:: WHAT YOU NEED TO DO ::
Everything from the line containing "For every instance of the textured" through the final line of the records must be transcribed verbatim; nothing else belongs in the result.

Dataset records
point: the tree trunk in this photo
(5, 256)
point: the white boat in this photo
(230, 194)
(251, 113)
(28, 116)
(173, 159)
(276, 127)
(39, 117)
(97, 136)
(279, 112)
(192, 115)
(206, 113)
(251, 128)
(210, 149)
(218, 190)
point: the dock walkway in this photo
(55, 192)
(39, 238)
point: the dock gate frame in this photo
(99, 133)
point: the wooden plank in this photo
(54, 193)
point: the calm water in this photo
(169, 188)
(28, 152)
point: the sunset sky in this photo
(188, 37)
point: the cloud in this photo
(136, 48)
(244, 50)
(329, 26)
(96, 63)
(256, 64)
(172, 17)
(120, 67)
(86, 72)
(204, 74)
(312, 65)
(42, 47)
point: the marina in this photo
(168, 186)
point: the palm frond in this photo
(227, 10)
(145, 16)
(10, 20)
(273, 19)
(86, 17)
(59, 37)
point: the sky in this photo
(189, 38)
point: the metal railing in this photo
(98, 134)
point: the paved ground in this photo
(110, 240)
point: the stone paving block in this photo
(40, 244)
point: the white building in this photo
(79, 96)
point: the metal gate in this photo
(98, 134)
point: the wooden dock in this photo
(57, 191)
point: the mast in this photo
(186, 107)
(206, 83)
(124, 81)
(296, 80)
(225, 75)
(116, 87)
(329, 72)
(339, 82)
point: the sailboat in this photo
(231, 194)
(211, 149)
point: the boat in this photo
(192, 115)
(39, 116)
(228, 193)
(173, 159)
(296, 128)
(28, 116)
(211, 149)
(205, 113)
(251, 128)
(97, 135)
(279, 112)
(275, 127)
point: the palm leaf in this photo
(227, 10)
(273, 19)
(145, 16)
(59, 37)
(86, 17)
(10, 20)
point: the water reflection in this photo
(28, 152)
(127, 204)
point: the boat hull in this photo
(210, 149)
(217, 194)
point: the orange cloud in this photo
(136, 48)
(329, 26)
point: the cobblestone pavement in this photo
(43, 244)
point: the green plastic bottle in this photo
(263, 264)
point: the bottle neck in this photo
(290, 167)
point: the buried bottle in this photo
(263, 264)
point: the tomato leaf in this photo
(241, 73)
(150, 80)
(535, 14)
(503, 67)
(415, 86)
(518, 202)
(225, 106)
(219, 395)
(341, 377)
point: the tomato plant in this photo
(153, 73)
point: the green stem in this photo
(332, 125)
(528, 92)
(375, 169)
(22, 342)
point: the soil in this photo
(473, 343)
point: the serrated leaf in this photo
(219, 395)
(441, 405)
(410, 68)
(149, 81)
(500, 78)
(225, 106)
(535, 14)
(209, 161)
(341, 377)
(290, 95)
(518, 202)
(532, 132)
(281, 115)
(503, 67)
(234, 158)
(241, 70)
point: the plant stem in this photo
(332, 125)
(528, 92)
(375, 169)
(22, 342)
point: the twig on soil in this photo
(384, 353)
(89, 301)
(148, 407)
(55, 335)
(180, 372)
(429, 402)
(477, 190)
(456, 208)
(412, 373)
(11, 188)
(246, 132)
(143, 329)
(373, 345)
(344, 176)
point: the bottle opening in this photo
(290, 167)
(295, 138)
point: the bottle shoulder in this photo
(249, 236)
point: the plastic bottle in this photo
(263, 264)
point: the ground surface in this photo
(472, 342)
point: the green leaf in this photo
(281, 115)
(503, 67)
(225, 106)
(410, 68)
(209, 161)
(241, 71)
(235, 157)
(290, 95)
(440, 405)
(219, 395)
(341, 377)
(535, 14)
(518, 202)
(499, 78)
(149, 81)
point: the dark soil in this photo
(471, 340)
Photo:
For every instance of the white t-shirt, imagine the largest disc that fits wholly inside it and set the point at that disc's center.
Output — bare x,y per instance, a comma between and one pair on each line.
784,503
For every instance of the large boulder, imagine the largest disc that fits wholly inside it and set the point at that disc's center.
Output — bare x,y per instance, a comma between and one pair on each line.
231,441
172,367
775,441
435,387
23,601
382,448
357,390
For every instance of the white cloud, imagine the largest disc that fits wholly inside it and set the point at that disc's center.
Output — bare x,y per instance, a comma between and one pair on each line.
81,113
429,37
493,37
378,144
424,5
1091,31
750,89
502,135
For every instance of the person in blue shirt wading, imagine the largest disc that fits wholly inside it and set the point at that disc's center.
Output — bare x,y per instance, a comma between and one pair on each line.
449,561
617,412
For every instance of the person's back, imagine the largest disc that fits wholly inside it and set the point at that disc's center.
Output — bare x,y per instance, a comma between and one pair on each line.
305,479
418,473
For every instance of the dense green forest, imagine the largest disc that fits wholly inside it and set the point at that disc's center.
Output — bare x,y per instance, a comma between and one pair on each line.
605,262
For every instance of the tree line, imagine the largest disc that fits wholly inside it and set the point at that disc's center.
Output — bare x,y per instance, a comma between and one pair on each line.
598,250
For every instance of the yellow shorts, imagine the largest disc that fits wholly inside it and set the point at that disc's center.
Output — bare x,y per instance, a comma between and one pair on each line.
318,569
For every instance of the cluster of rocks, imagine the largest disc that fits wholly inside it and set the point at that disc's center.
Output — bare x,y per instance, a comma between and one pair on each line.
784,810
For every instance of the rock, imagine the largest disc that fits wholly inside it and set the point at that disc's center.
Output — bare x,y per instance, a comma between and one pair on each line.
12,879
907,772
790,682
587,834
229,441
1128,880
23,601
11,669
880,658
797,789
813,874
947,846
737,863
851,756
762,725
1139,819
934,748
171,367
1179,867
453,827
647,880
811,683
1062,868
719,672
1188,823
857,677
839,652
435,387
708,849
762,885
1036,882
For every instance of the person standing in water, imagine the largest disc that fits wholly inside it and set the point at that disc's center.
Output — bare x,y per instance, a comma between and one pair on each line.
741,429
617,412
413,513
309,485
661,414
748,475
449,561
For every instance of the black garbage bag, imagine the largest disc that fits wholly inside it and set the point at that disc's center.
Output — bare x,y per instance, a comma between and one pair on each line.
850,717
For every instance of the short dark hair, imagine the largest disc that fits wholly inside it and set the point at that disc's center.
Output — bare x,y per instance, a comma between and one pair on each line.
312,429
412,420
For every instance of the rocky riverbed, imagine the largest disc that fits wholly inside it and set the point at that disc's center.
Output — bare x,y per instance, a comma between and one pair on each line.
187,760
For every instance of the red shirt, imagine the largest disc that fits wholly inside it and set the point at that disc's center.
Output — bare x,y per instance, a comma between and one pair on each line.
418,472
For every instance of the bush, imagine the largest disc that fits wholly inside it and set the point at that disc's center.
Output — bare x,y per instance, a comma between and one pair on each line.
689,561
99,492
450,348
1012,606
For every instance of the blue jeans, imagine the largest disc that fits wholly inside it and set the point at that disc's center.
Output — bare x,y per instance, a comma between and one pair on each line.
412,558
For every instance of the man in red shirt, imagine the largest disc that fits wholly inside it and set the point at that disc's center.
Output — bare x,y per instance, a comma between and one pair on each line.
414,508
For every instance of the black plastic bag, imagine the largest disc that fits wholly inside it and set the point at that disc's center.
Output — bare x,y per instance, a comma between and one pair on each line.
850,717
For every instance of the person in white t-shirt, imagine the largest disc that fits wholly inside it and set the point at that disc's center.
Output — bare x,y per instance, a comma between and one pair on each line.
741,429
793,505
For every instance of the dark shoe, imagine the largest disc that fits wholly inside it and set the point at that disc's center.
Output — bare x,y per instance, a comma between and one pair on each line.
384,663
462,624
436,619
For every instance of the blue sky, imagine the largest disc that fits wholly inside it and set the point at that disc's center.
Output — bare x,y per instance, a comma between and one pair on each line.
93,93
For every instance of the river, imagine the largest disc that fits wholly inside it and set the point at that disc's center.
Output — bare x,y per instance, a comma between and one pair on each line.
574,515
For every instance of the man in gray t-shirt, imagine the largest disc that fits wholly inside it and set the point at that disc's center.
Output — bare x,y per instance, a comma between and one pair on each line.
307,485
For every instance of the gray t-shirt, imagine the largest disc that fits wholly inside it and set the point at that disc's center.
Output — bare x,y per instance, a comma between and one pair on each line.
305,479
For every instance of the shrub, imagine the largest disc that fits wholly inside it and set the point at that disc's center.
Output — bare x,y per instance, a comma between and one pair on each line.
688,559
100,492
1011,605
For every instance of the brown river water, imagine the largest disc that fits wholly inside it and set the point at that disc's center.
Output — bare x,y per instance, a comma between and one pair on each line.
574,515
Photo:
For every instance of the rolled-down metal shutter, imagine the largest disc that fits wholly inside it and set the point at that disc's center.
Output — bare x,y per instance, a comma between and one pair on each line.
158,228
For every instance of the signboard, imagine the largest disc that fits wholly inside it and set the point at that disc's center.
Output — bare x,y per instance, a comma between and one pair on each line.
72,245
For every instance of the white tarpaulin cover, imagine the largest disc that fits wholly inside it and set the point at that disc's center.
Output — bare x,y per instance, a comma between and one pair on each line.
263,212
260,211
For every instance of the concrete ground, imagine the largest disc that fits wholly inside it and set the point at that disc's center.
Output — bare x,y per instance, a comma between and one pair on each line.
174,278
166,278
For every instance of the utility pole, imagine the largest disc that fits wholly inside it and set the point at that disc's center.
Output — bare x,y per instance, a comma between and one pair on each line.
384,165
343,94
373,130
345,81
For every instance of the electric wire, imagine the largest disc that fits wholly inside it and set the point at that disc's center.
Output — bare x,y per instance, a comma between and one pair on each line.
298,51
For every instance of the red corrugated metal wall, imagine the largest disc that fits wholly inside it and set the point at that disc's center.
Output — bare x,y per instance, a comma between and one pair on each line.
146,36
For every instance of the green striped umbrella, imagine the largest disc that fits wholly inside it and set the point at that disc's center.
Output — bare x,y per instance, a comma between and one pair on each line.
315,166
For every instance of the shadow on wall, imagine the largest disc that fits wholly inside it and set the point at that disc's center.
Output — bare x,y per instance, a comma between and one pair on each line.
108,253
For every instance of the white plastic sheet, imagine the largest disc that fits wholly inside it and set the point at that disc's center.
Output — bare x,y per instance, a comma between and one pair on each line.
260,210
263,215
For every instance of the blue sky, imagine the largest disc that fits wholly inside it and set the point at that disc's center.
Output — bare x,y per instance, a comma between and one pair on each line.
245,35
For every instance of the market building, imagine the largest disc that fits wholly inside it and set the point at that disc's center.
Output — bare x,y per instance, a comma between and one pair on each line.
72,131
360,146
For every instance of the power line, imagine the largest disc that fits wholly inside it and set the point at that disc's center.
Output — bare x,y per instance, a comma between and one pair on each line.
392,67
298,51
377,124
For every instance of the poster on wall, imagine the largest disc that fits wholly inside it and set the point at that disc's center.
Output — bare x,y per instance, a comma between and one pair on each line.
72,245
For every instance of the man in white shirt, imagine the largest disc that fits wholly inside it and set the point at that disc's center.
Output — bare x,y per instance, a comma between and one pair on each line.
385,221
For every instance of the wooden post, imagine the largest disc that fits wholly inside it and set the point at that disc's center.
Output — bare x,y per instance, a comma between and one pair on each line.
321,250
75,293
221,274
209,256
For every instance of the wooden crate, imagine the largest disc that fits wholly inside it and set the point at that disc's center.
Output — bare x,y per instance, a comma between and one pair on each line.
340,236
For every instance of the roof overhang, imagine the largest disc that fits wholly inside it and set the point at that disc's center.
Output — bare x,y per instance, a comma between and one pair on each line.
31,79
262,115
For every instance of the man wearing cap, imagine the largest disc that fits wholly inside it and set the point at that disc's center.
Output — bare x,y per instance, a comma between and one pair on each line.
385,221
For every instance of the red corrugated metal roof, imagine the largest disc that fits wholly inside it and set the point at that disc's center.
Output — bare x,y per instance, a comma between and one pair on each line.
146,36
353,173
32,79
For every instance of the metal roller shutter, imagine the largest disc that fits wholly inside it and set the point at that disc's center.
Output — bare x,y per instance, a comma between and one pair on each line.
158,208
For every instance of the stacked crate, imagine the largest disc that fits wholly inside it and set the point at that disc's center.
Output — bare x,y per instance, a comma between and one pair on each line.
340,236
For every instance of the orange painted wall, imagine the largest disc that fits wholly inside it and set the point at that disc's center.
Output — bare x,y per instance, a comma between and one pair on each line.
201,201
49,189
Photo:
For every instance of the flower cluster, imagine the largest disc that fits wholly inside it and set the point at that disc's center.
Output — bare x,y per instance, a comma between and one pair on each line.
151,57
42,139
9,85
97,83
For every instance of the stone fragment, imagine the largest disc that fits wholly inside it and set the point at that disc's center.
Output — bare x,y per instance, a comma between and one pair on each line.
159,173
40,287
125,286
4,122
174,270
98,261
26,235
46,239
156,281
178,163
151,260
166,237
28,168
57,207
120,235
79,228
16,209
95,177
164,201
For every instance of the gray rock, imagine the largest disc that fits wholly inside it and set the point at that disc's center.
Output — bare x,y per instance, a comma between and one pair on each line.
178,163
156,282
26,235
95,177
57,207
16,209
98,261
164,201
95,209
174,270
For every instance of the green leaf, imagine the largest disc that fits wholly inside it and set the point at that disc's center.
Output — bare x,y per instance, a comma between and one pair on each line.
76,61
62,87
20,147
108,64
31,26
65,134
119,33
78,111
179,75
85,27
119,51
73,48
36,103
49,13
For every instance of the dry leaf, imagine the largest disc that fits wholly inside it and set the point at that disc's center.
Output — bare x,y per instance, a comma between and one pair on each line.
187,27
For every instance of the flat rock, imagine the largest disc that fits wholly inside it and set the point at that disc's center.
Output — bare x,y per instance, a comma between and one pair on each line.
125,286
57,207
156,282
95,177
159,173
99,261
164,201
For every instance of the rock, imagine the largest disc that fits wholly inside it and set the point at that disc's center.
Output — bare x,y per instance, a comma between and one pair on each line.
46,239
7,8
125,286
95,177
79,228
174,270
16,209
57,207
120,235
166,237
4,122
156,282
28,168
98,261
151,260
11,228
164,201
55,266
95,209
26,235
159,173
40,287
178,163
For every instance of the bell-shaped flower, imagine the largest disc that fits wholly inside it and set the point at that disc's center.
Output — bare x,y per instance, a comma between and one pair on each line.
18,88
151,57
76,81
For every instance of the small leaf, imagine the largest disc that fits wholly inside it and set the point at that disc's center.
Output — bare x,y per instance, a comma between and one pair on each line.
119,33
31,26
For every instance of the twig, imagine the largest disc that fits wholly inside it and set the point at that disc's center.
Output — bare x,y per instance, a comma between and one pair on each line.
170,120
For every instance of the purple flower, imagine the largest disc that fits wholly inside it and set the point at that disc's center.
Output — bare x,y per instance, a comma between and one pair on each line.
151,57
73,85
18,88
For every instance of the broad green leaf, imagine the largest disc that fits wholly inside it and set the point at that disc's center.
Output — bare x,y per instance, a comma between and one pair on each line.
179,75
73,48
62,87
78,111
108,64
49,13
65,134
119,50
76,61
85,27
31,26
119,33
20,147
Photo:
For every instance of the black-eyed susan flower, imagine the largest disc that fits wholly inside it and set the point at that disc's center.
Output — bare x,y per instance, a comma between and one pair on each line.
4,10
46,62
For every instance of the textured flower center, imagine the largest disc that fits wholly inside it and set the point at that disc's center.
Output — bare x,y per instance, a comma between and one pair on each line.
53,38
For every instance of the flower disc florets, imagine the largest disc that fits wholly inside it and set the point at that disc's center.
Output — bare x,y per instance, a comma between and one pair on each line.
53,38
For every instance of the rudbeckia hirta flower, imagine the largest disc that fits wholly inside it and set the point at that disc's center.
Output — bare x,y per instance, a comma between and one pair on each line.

:: EXERCISE RESPONSE ::
For every instance of the textured flower center, imagine the largest disc that fits wholly inside it and set the point at that disc's center.
Output — bare x,y per instance, a comma between and one pair on each line.
53,38
For every instance of the flower disc florets, imagine the largest disc that fits wholly inside it and set the point at that disc's center.
Output — bare x,y per instance, a comma between and one pair on each line.
53,38
For every instance of the rudbeckia hirta flower, imagine the largest disc that fits wholly inside it and set the point at that disc's center.
Output — bare x,y per instance, a comma between and one pair on each line.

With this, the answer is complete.